**What is being asked:** Copy the rows from the beginning down to the line holding "box: [602, 689, 686, 758]", changing "rough mask" to "coarse mask" and keeping everything else the same. Give only those lines, and leave out the pictures.

**Dataset records:**
━━━━━━━━━━━━━━━━
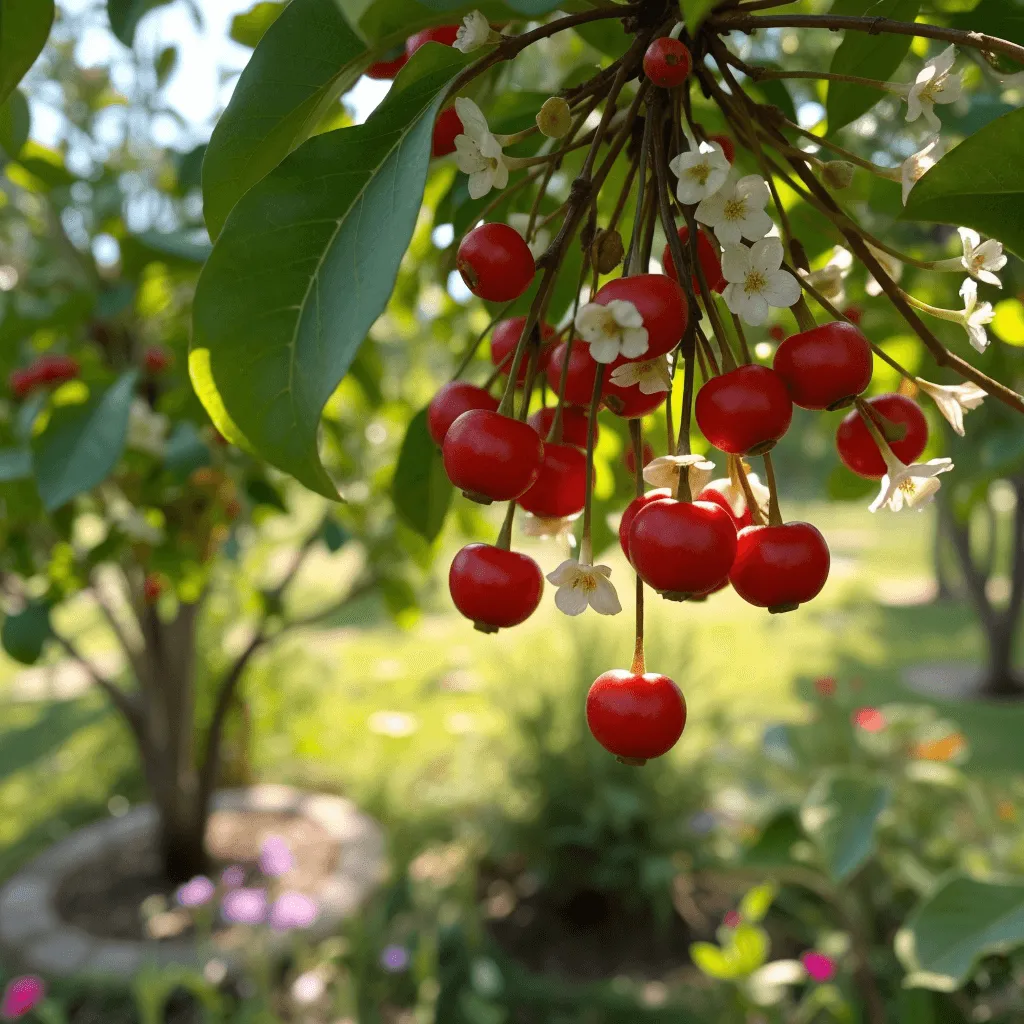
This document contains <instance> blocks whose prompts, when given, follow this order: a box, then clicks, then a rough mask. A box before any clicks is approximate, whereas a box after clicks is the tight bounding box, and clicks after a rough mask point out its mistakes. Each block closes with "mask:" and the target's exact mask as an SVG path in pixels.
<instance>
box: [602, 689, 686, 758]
mask: <svg viewBox="0 0 1024 1024" xmlns="http://www.w3.org/2000/svg"><path fill="white" fill-rule="evenodd" d="M587 725H588V726H590V731H591V733H592V734H593V736H594V738H595V739H596V740H597V741H598V742H599V743H600V744H601V745H602V746H603V748H604V749H605V750H606V751H608V752H609V753H610V754H614V755H615V757H617V758H621V759H622V760H623V761H627V762H629V763H631V764H643V763H644V762H645V761H649V760H650V759H651V758H659V757H660V756H662V755H663V754H667V753H668V752H669V751H671V750H672V748H673V746H675V745H676V743H677V742H678V740H679V737H680V736H681V735H682V734H683V728H684V727H685V726H686V700H685V699H684V698H683V694H682V692H681V691H680V689H679V687H678V686H677V685H676V684H675V683H674V682H673V681H672V680H671V679H670V678H669V677H668V676H662V675H657V674H656V673H653V672H648V673H645V674H644V675H642V676H639V675H636V674H635V673H632V672H627V671H626V670H625V669H612V670H611V671H610V672H605V673H603V674H602V675H600V676H598V677H597V679H595V680H594V682H593V684H592V685H591V688H590V692H589V693H588V694H587Z"/></svg>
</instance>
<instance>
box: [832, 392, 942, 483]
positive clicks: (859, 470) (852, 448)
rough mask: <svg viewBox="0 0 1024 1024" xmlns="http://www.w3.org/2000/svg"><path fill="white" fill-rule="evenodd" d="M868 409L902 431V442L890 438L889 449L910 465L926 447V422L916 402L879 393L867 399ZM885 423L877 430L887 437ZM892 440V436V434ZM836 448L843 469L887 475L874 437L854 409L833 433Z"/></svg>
mask: <svg viewBox="0 0 1024 1024" xmlns="http://www.w3.org/2000/svg"><path fill="white" fill-rule="evenodd" d="M867 404H868V406H870V407H871V409H873V410H874V411H876V412H877V413H879V415H880V416H882V417H884V419H885V420H888V421H890V422H891V423H894V424H896V429H897V431H901V430H902V431H905V432H904V433H903V436H902V438H901V439H899V440H896V439H892V440H890V441H889V446H890V447H891V449H892V450H893V455H895V456H896V458H897V459H899V460H900V462H905V463H907V464H908V465H909V464H910V463H911V462H913V461H914V460H915V459H916V458H918V457H919V456H920V455H921V453H922V452H924V451H925V445H926V444H928V421H927V420H926V419H925V414H924V413H923V412H922V411H921V409H920V408H919V407H918V404H916V402H914V401H911V400H910V399H909V398H906V397H904V396H903V395H901V394H880V395H878V396H877V397H874V398H868V399H867ZM887 427H888V424H885V423H883V425H882V426H881V427H879V429H880V430H881V431H882V433H883V435H884V436H885V435H886V429H887ZM894 437H895V435H894ZM836 447H837V450H838V451H839V457H840V459H842V460H843V462H844V463H845V464H846V466H847V467H848V468H850V469H852V470H853V471H854V472H855V473H856V474H857V475H858V476H866V477H867V478H868V479H873V480H878V479H881V478H882V477H883V476H885V475H886V473H888V472H889V469H888V467H887V466H886V463H885V460H884V459H883V458H882V453H881V452H880V451H879V446H878V444H876V443H874V438H873V437H872V436H871V435H870V433H869V432H868V430H867V427H865V426H864V421H863V420H862V419H861V418H860V413H859V412H858V411H857V410H855V409H854V410H852V411H851V412H849V413H848V414H847V415H846V417H845V418H844V420H843V422H842V423H841V424H840V425H839V430H837V431H836Z"/></svg>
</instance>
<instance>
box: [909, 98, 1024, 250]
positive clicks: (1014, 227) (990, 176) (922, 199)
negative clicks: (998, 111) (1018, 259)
mask: <svg viewBox="0 0 1024 1024" xmlns="http://www.w3.org/2000/svg"><path fill="white" fill-rule="evenodd" d="M903 216H904V217H906V218H908V219H910V220H931V221H938V222H940V223H944V224H948V223H955V224H965V225H966V226H968V227H974V228H977V229H978V230H979V231H981V232H982V233H983V234H990V236H992V237H993V238H996V239H998V240H999V241H1000V242H1002V243H1005V244H1006V245H1007V246H1008V247H1009V248H1010V249H1012V250H1013V251H1014V252H1015V253H1017V255H1018V256H1024V110H1018V111H1014V112H1013V113H1012V114H1005V115H1004V116H1002V117H1001V118H996V119H995V120H994V121H993V122H991V123H990V124H988V125H986V126H985V127H984V128H982V129H981V131H979V132H976V133H975V134H974V135H972V136H971V137H970V138H968V139H965V140H964V141H963V142H961V144H959V145H957V146H956V148H954V150H953V151H952V152H951V153H949V154H947V155H946V156H945V157H943V158H942V160H940V161H939V162H938V163H937V164H936V165H935V166H934V167H933V168H932V169H931V170H930V171H929V172H928V173H927V174H926V175H925V176H924V177H923V178H922V179H921V180H920V181H919V182H918V183H916V184H915V185H914V186H913V190H912V191H911V193H910V198H909V201H908V202H907V205H906V210H905V211H904V212H903Z"/></svg>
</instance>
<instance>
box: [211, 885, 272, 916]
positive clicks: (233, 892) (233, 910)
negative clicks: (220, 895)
mask: <svg viewBox="0 0 1024 1024" xmlns="http://www.w3.org/2000/svg"><path fill="white" fill-rule="evenodd" d="M220 911H221V913H223V915H224V920H225V921H229V922H231V923H232V924H234V925H261V924H262V923H263V922H264V921H265V920H266V893H265V892H264V891H263V890H262V889H232V890H231V892H229V893H227V895H226V896H225V897H224V901H223V902H222V903H221V904H220Z"/></svg>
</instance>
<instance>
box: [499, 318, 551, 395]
mask: <svg viewBox="0 0 1024 1024" xmlns="http://www.w3.org/2000/svg"><path fill="white" fill-rule="evenodd" d="M525 326H526V317H525V316H513V317H512V318H511V319H507V321H502V322H501V323H500V324H498V325H496V327H495V330H494V333H493V334H492V335H490V361H492V362H493V364H494V365H495V366H496V367H501V368H502V371H503V372H504V373H506V374H507V373H508V372H509V371H510V370H511V369H512V359H513V358H514V357H515V347H516V345H518V344H519V336H520V335H521V334H522V329H523V328H524V327H525ZM554 336H555V329H554V328H553V327H551V326H550V325H549V324H543V325H542V326H541V351H540V354H539V356H538V361H537V372H538V373H543V372H544V371H545V370H547V369H548V359H550V358H551V346H550V345H548V344H545V343H546V342H549V341H550V340H551V339H552V338H553V337H554ZM528 368H529V349H528V348H527V349H526V354H525V355H524V356H523V358H522V362H520V364H519V373H518V375H517V376H516V382H517V383H519V384H522V383H523V382H524V381H525V380H526V371H527V370H528Z"/></svg>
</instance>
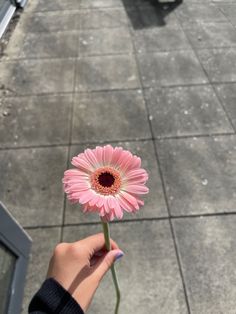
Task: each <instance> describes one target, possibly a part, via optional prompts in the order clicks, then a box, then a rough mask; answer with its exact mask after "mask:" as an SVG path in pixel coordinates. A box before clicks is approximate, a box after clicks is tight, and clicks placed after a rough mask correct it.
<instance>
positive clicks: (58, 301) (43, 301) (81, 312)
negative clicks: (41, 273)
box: [29, 278, 84, 314]
mask: <svg viewBox="0 0 236 314" xmlns="http://www.w3.org/2000/svg"><path fill="white" fill-rule="evenodd" d="M53 313H55V314H68V313H70V314H84V312H83V310H82V309H81V307H80V305H79V304H78V303H77V302H76V301H75V299H74V298H73V297H72V296H71V295H70V293H69V292H68V291H66V290H65V289H64V288H63V287H62V286H61V285H60V284H59V283H58V282H57V281H56V280H54V279H53V278H49V279H47V280H45V281H44V283H43V284H42V287H41V288H40V289H39V291H38V292H37V293H36V294H35V296H34V297H33V299H32V300H31V302H30V305H29V314H53Z"/></svg>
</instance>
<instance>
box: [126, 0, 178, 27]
mask: <svg viewBox="0 0 236 314" xmlns="http://www.w3.org/2000/svg"><path fill="white" fill-rule="evenodd" d="M133 1H135V0H133ZM137 1H138V4H137V7H138V8H137V11H135V12H134V10H132V9H130V0H129V1H126V0H123V4H124V7H125V9H126V12H127V15H128V17H129V19H130V21H131V24H132V26H133V28H134V29H142V28H148V27H155V26H157V27H162V26H165V25H166V24H168V22H167V21H166V19H167V16H168V15H169V14H171V13H172V12H173V11H174V10H175V9H176V8H177V7H178V6H179V5H181V3H183V0H176V1H175V2H165V3H161V2H159V0H137Z"/></svg>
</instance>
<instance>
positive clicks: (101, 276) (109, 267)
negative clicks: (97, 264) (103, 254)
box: [96, 250, 124, 281]
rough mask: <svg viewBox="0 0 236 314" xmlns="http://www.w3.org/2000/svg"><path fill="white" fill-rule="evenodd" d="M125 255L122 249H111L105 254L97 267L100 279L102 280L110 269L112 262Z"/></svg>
mask: <svg viewBox="0 0 236 314" xmlns="http://www.w3.org/2000/svg"><path fill="white" fill-rule="evenodd" d="M123 256H124V253H123V252H122V251H121V250H111V251H109V252H108V253H107V254H106V255H105V257H102V258H101V262H100V264H99V266H98V267H97V269H96V276H97V277H98V279H99V281H100V280H102V278H103V276H104V275H105V274H106V272H107V271H108V270H109V269H110V267H111V266H112V264H113V263H114V262H115V261H116V260H118V259H120V258H121V257H123Z"/></svg>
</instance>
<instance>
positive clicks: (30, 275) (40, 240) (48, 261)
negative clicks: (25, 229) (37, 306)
mask: <svg viewBox="0 0 236 314" xmlns="http://www.w3.org/2000/svg"><path fill="white" fill-rule="evenodd" d="M60 230H61V229H60V228H39V229H31V230H30V229H29V230H26V232H27V233H28V234H29V235H30V237H31V238H32V240H33V244H32V249H31V259H30V264H29V268H28V273H27V278H26V286H25V293H24V300H23V306H22V314H23V313H24V314H25V313H28V306H29V303H30V301H31V299H32V297H33V296H34V294H35V293H36V292H37V290H38V289H39V288H40V286H41V284H42V283H43V281H44V280H45V278H46V274H47V269H48V264H49V260H50V257H51V256H52V253H53V250H54V247H55V246H56V244H57V243H58V242H59V241H60Z"/></svg>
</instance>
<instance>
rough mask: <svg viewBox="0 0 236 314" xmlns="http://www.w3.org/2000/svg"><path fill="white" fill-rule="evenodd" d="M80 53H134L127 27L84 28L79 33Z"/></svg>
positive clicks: (102, 54)
mask: <svg viewBox="0 0 236 314" xmlns="http://www.w3.org/2000/svg"><path fill="white" fill-rule="evenodd" d="M79 35H80V38H79V55H80V56H93V55H94V56H95V55H103V54H122V53H132V51H133V45H132V40H131V36H130V33H129V31H128V29H127V28H126V27H122V28H121V27H120V28H114V29H113V28H112V29H97V30H84V31H80V33H79Z"/></svg>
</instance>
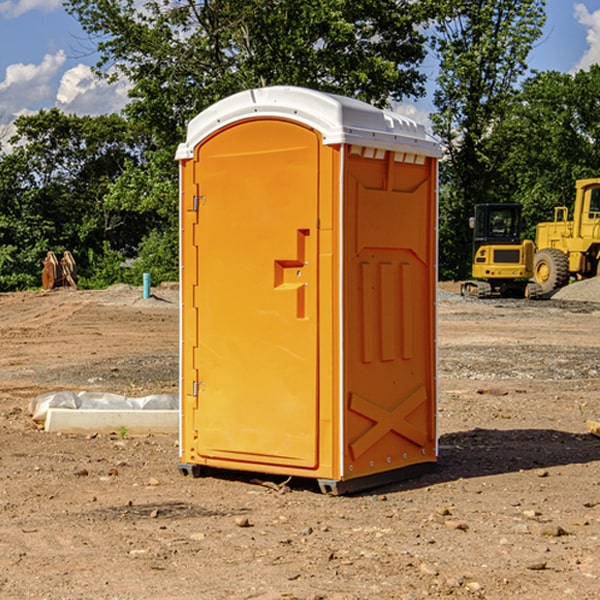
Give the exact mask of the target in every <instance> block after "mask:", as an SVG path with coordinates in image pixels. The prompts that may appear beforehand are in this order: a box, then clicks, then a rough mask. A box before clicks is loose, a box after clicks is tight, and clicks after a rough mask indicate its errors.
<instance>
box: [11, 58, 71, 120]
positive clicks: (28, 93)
mask: <svg viewBox="0 0 600 600" xmlns="http://www.w3.org/2000/svg"><path fill="white" fill-rule="evenodd" d="M65 61H66V54H65V53H64V51H63V50H59V51H58V52H57V53H56V54H46V55H45V56H44V58H43V59H42V62H41V63H40V64H39V65H31V64H29V65H25V64H23V63H17V64H13V65H9V66H8V67H7V68H6V72H5V78H4V80H3V81H1V82H0V114H2V116H3V117H4V118H5V119H6V117H11V116H13V115H15V114H17V113H19V112H21V111H22V110H23V109H24V108H25V109H27V108H32V109H34V108H36V106H37V105H38V104H40V103H45V102H47V101H48V100H50V102H51V103H53V99H54V88H53V85H52V80H53V78H55V77H56V75H57V74H58V72H59V70H60V68H61V67H62V66H63V65H64V63H65Z"/></svg>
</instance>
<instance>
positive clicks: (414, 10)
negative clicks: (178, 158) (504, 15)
mask: <svg viewBox="0 0 600 600" xmlns="http://www.w3.org/2000/svg"><path fill="white" fill-rule="evenodd" d="M425 5H426V6H425V7H424V6H423V3H415V2H412V1H410V0H378V1H377V2H374V1H373V0H305V1H303V2H298V0H227V1H224V0H206V1H204V2H200V3H197V2H193V1H192V0H179V1H177V2H173V1H172V0H149V1H146V2H144V3H143V5H142V6H140V4H139V3H138V2H135V1H134V0H126V1H118V2H117V1H116V0H67V2H66V4H65V6H66V8H67V10H68V11H69V12H70V13H71V14H73V15H74V16H76V18H77V19H78V20H79V22H80V23H81V25H82V27H83V28H84V30H85V31H86V32H87V33H88V34H89V35H90V37H91V38H92V39H94V40H99V41H98V43H97V48H98V52H99V54H100V57H101V58H100V61H99V63H98V72H99V73H103V74H104V75H105V76H107V77H109V78H110V77H115V76H118V75H119V74H124V75H126V76H127V78H128V79H129V80H130V81H131V82H132V84H133V88H132V90H131V92H130V96H131V98H132V101H131V103H130V104H129V106H128V107H127V109H126V111H127V114H128V115H129V117H130V118H131V119H132V120H133V121H135V122H138V123H144V124H145V127H146V130H147V131H148V132H150V133H151V134H152V135H153V137H154V139H155V140H156V142H157V144H158V146H159V147H161V148H167V147H170V148H171V149H173V150H174V147H175V144H177V143H178V142H179V141H181V139H183V134H184V130H185V127H186V125H187V123H188V121H189V120H190V119H191V118H192V117H194V116H195V115H196V114H197V113H199V112H200V111H201V110H203V109H204V108H206V107H208V106H209V105H211V104H213V103H214V102H215V101H217V100H219V99H221V98H223V97H225V96H229V95H231V94H232V93H235V92H238V91H240V90H243V89H248V88H251V87H258V86H265V85H273V84H286V85H301V86H306V87H312V88H316V89H321V90H324V91H331V92H337V93H341V94H345V95H349V96H353V97H356V98H360V99H363V100H366V101H368V102H373V103H374V104H377V105H383V104H386V103H388V102H389V99H390V98H392V99H401V98H403V97H405V96H411V95H412V96H416V95H420V94H422V93H423V83H424V81H425V77H424V75H423V74H422V73H420V72H419V70H418V65H419V64H420V63H421V62H422V60H423V58H424V56H425V49H424V42H425V40H424V37H423V35H422V33H420V31H419V29H418V27H417V26H418V25H419V24H421V23H424V21H425V19H426V18H427V16H428V15H427V10H430V8H429V3H425ZM431 8H433V7H431ZM108 67H110V68H111V69H110V70H106V71H105V70H104V69H108Z"/></svg>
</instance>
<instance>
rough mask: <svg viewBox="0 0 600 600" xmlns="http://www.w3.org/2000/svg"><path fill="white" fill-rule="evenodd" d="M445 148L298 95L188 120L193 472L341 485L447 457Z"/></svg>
mask: <svg viewBox="0 0 600 600" xmlns="http://www.w3.org/2000/svg"><path fill="white" fill-rule="evenodd" d="M439 156H440V147H439V144H438V143H437V142H435V141H434V140H433V139H432V138H431V137H430V136H428V134H427V133H426V132H425V129H424V127H423V126H422V125H418V124H416V123H415V122H413V121H412V120H410V119H408V118H406V117H403V116H400V115H398V114H394V113H391V112H387V111H383V110H380V109H377V108H374V107H373V106H370V105H368V104H365V103H363V102H360V101H357V100H353V99H349V98H345V97H341V96H335V95H332V94H326V93H322V92H317V91H314V90H309V89H304V88H297V87H283V86H277V87H269V88H261V89H253V90H248V91H244V92H241V93H239V94H236V95H234V96H231V97H229V98H226V99H224V100H222V101H220V102H217V103H216V104H214V105H213V106H212V107H210V108H208V109H207V110H205V111H203V112H202V113H200V114H199V115H198V116H197V117H196V118H194V119H193V120H192V121H191V122H190V124H189V127H188V133H187V139H186V142H185V143H183V144H181V145H180V146H179V148H178V151H177V159H178V160H179V161H180V176H181V190H180V193H181V210H180V213H181V289H182V310H181V385H180V389H181V428H180V454H181V456H180V460H181V463H180V465H179V468H180V470H181V471H182V473H184V474H188V473H191V474H193V475H194V476H197V475H199V474H200V473H201V471H202V467H211V468H218V469H235V470H246V471H255V472H262V473H270V474H281V475H285V476H297V477H309V478H315V479H317V480H318V481H319V484H320V486H321V489H322V490H323V491H326V492H331V493H344V492H346V491H354V490H359V489H364V488H367V487H373V486H375V485H380V484H382V483H385V482H389V481H393V480H396V479H399V478H405V477H407V476H409V475H412V474H414V473H415V472H416V471H419V470H422V469H423V468H425V467H428V466H429V467H430V466H432V465H433V464H434V463H435V461H436V458H437V435H436V394H437V385H436V366H437V364H436V311H435V304H436V280H437V272H436V256H437V254H436V253H437V235H436V231H437V188H436V186H437V160H438V158H439Z"/></svg>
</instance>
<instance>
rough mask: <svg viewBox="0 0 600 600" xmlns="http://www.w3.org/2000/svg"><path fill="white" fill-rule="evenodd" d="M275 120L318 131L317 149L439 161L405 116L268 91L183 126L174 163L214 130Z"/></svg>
mask: <svg viewBox="0 0 600 600" xmlns="http://www.w3.org/2000/svg"><path fill="white" fill-rule="evenodd" d="M268 117H278V118H285V119H290V120H293V121H297V122H299V123H303V124H305V125H307V126H309V127H312V128H314V129H316V130H317V131H319V132H320V133H321V135H322V137H323V144H325V145H331V144H340V143H346V144H353V145H358V146H366V147H369V148H380V149H383V150H394V151H396V152H411V153H415V154H420V155H424V156H433V157H440V156H441V148H440V144H439V143H438V142H437V141H436V140H435V139H434V138H433V137H432V136H430V135H429V134H428V133H427V132H426V131H425V127H424V126H423V125H421V124H418V123H416V122H415V121H413V120H412V119H409V118H408V117H404V116H402V115H399V114H397V113H393V112H391V111H387V110H381V109H379V108H376V107H374V106H371V105H370V104H367V103H366V102H361V101H360V100H354V99H352V98H346V97H344V96H336V95H335V94H327V93H324V92H318V91H315V90H310V89H306V88H301V87H292V86H273V87H265V88H257V89H251V90H245V91H243V92H240V93H238V94H234V95H233V96H229V97H228V98H225V99H223V100H220V101H219V102H217V103H215V104H213V105H212V106H210V107H209V108H207V109H206V110H204V111H202V112H201V113H200V114H199V115H197V116H196V117H195V118H194V119H192V120H191V121H190V123H189V125H188V131H187V138H186V141H185V143H182V144H180V145H179V148H178V149H177V154H176V158H177V159H178V160H183V159H188V158H192V157H193V156H194V147H195V146H197V145H198V144H199V143H200V142H201V141H202V140H203V139H205V138H206V137H208V136H209V135H211V134H212V133H214V132H215V131H217V130H219V129H221V128H222V127H225V126H227V125H230V124H232V123H235V122H236V121H241V120H245V119H249V118H268Z"/></svg>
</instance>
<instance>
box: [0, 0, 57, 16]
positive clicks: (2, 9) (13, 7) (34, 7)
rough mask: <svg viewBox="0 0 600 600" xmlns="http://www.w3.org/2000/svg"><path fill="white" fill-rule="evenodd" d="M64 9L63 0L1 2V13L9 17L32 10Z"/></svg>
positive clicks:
━━━━━━━━━━━━━━━━
**Solution:**
This document contains <instance> blocks whose prompts, when given, follow this order: a box, then clicks, then a coarse mask. A box before any clicks is approximate, whereas a box after clicks is the tight bounding box, and clicks after a coarse mask point out its mistakes. Each block closes with "mask:" and the target's exact mask as an SVG path in pixels.
<instance>
box: [602, 689, 686, 758]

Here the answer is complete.